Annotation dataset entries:
___
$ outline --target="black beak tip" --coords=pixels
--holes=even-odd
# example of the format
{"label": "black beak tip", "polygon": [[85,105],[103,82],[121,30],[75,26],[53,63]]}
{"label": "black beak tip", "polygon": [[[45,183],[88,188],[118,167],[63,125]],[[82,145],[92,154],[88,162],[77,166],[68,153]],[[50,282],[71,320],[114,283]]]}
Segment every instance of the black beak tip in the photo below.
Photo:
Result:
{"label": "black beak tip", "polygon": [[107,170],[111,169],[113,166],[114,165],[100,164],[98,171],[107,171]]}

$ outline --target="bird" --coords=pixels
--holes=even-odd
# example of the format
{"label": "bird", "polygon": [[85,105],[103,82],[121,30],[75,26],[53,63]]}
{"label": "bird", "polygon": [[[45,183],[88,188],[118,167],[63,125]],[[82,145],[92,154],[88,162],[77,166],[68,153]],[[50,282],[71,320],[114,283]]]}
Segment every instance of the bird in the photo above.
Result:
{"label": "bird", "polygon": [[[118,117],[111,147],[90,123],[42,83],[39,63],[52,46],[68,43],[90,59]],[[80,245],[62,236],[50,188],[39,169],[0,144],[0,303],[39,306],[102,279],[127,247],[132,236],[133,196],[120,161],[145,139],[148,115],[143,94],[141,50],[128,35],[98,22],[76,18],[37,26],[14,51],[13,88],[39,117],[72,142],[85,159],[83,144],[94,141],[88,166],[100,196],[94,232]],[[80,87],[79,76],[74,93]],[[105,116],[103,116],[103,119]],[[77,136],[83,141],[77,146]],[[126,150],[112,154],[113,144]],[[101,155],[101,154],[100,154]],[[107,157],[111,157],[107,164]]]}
___
• **THE REQUEST**:
List each line of the entries that contains the word "instance".

• **EXPECTED ANSWER**:
Segment every instance of the black beak tip in the photo below.
Segment every instance of the bird in the photo above.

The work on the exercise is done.